— Begin INPUT MATERIAL —

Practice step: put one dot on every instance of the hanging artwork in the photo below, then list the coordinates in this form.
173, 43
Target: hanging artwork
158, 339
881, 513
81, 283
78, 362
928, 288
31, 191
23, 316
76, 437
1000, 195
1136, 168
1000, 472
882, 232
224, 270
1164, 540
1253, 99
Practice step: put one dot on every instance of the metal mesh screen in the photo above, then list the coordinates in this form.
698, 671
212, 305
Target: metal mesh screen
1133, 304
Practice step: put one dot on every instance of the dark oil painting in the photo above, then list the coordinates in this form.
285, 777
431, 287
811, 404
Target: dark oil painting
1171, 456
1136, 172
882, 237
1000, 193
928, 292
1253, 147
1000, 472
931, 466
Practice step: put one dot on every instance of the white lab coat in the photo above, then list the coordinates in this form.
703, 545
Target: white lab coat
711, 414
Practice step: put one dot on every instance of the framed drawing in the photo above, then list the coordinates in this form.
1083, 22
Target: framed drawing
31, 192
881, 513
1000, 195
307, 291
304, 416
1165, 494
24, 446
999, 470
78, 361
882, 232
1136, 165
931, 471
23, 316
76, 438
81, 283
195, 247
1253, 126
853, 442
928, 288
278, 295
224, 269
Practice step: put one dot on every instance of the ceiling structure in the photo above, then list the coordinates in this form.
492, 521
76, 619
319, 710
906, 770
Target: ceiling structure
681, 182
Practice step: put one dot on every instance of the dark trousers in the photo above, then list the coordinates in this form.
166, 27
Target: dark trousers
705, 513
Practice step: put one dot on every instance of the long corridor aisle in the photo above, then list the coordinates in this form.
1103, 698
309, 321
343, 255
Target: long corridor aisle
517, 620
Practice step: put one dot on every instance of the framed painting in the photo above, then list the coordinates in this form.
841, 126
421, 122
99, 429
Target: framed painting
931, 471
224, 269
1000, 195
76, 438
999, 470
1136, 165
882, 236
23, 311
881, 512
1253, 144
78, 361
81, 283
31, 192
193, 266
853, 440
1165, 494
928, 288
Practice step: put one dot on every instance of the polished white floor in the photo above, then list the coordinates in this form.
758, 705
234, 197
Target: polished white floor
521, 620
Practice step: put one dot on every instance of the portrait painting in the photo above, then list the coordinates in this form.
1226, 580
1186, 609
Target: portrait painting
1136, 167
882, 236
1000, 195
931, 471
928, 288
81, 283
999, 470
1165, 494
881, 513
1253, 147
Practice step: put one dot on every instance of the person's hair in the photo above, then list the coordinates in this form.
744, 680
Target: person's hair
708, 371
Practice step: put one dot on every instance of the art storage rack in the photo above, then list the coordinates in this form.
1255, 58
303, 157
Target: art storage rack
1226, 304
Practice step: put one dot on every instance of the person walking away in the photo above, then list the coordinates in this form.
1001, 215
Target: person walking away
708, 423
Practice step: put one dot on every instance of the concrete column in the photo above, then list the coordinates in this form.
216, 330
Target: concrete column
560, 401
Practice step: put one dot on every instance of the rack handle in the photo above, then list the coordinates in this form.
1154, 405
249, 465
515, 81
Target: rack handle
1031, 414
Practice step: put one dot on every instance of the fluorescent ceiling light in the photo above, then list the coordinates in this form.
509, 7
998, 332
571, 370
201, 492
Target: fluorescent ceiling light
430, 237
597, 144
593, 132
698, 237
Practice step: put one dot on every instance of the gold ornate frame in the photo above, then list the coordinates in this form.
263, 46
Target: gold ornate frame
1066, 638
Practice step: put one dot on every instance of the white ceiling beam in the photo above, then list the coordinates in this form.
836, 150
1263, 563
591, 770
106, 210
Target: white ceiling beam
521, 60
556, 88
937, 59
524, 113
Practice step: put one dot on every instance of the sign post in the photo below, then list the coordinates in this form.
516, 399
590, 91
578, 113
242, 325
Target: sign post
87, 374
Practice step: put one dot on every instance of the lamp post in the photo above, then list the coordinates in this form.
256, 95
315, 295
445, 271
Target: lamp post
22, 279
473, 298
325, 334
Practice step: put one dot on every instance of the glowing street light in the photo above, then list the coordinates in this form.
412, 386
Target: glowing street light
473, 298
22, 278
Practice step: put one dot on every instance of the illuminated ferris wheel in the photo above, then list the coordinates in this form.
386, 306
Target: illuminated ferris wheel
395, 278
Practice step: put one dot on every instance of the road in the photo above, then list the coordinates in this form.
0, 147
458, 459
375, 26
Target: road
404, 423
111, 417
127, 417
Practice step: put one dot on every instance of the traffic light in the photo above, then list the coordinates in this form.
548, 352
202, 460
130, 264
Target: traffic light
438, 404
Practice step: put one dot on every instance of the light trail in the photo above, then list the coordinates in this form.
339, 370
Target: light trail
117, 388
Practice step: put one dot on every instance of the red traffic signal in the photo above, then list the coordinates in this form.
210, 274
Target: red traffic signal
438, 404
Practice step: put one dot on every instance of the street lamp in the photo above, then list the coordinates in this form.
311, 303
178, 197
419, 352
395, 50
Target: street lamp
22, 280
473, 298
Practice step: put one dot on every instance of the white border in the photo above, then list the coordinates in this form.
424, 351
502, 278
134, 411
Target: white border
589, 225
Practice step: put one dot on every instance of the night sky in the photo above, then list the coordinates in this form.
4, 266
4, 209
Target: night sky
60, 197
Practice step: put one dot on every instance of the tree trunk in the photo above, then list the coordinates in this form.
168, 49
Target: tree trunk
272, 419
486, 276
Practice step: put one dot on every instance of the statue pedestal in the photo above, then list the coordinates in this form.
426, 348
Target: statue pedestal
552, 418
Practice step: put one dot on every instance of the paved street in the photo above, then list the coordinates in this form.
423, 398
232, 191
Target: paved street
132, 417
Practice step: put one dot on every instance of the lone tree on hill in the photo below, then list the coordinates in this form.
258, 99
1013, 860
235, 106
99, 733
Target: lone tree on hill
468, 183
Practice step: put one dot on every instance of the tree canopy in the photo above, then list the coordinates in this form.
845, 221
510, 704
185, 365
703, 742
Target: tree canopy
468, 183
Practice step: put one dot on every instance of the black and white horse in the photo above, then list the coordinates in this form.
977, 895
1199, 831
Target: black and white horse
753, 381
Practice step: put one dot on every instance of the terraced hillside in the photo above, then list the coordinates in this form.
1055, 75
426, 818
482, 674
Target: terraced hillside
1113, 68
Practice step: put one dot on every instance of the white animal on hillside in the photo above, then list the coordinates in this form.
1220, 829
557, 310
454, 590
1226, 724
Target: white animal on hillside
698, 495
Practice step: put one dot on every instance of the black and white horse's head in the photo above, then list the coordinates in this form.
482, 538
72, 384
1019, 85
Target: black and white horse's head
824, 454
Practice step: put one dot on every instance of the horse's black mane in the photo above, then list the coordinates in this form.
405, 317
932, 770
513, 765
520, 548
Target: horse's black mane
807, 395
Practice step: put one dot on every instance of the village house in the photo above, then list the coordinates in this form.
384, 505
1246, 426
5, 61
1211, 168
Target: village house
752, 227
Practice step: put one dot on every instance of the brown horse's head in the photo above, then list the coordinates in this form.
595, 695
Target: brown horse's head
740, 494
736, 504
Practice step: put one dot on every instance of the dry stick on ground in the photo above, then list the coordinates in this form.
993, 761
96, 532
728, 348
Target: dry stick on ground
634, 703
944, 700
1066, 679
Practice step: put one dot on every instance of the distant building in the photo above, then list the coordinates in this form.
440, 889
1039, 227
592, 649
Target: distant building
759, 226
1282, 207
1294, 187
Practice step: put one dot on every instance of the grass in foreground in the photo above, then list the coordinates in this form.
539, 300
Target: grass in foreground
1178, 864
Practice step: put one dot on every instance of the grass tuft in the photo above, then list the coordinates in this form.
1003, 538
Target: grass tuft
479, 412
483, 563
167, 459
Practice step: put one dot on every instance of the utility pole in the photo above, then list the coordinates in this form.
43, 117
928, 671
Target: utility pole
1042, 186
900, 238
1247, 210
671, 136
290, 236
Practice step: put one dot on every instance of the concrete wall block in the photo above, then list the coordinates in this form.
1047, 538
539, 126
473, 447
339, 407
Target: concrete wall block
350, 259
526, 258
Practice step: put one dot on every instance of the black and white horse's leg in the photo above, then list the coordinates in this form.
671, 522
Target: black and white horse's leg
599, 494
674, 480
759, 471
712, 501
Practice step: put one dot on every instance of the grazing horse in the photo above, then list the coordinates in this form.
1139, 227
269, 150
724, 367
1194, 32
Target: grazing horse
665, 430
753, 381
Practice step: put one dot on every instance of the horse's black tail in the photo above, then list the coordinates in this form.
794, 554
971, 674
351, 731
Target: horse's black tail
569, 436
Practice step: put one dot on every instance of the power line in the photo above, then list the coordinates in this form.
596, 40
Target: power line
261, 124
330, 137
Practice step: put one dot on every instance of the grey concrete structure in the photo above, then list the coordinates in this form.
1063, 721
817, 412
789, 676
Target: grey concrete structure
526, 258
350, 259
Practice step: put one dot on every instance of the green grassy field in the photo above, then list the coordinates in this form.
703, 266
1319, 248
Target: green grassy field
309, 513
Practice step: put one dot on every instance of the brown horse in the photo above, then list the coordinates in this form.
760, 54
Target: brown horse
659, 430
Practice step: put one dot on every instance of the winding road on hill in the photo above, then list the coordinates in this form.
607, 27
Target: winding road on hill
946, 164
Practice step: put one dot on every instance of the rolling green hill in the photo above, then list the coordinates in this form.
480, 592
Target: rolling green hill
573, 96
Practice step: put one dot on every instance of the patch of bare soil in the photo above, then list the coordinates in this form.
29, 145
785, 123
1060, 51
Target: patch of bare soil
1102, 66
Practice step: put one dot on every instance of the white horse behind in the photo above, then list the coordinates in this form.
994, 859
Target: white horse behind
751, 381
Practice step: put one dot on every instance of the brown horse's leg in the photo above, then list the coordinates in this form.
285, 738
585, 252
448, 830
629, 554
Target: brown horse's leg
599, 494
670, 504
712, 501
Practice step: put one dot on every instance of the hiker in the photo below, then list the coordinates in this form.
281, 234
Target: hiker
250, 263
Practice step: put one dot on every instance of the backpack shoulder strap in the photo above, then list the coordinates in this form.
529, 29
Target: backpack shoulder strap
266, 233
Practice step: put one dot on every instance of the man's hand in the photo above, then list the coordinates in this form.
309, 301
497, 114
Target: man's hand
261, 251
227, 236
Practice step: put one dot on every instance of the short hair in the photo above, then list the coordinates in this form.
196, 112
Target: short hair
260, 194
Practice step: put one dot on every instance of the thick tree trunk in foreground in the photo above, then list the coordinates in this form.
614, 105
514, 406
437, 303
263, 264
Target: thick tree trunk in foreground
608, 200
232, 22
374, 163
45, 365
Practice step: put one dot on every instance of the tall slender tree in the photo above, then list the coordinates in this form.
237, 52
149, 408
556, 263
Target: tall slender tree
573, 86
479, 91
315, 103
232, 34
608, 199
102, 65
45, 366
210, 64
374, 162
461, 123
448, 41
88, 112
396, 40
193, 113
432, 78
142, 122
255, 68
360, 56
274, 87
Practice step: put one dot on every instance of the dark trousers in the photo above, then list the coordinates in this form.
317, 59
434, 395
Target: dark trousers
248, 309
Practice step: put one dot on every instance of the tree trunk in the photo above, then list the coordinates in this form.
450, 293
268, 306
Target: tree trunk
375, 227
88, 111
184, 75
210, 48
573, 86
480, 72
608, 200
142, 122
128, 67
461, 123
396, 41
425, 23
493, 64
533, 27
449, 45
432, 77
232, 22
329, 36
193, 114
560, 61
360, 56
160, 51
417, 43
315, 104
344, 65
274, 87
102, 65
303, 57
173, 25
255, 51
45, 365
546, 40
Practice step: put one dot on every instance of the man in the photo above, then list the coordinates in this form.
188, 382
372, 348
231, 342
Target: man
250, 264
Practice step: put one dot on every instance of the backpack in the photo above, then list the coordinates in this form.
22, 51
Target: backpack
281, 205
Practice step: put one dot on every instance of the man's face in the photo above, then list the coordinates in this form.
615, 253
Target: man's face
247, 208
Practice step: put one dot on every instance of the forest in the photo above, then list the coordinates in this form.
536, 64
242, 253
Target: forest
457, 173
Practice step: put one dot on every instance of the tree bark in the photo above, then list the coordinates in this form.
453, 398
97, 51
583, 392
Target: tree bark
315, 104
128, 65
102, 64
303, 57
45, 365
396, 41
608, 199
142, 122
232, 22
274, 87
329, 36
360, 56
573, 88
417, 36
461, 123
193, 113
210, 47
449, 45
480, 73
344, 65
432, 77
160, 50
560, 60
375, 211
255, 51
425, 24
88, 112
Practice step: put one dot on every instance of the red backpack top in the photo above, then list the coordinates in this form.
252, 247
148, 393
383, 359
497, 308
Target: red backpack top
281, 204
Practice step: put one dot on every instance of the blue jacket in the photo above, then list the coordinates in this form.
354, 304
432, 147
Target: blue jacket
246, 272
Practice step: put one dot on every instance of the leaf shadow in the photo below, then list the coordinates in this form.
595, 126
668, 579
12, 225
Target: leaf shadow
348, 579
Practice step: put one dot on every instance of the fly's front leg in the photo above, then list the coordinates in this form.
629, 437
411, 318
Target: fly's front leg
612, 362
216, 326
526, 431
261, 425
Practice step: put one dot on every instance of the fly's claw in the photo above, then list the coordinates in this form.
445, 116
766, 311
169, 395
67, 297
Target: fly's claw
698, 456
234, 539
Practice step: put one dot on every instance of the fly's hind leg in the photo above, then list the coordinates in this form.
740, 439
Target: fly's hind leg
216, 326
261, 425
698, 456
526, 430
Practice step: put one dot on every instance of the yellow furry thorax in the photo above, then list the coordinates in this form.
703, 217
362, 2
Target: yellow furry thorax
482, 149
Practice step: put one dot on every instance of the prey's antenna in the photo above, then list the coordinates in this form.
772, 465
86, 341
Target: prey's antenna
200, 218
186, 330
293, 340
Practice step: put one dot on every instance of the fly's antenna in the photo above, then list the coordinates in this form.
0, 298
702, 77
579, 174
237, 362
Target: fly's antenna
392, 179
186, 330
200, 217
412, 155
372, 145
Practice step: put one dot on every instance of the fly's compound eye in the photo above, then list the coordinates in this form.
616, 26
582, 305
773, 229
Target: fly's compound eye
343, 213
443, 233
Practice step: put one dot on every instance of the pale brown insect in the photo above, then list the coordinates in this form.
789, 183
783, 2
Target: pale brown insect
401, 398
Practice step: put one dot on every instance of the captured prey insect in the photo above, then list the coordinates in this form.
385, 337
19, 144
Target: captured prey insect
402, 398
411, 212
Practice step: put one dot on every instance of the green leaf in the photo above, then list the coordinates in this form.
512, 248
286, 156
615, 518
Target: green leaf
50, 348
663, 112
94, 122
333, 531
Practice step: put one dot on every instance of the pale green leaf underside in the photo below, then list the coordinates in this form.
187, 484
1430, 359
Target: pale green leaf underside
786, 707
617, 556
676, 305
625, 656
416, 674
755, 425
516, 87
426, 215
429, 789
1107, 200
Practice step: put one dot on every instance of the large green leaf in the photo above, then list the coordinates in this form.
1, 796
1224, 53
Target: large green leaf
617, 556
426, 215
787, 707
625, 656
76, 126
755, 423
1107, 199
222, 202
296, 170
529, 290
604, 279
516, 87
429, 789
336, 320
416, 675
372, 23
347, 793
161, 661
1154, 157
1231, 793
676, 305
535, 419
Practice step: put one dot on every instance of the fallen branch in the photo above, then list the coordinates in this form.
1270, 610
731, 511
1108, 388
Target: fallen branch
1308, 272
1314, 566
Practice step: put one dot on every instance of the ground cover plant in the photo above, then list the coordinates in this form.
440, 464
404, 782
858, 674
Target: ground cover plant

— End INPUT MATERIAL —

SET PROBLEM:
Would you give again, word for word, every line from the one with "Practice step: put one dot on every instance of the large" through the final line of the listing above?

TASK OUTPUT:
Practice step: put one dot on every instance of the large green leaf in the photo above, then list the coordinates in this form.
1, 796
1224, 53
Target: large green leaf
617, 556
426, 215
787, 707
625, 656
76, 126
755, 423
1107, 199
222, 202
296, 170
529, 290
604, 279
516, 87
429, 789
336, 320
416, 675
372, 23
347, 793
161, 661
1154, 157
1231, 793
676, 305
535, 419
Practice step: put one dot on every instance of the fallen branch in the photo above, then list the coordinates in this form.
1270, 610
731, 511
1108, 388
Target: fallen branch
1308, 272
1314, 566
Practice step: put one dot on every instance of the ground cover plant in the photo above, then list the coordinates in this form.
440, 464
404, 782
858, 674
Target: ground cover plant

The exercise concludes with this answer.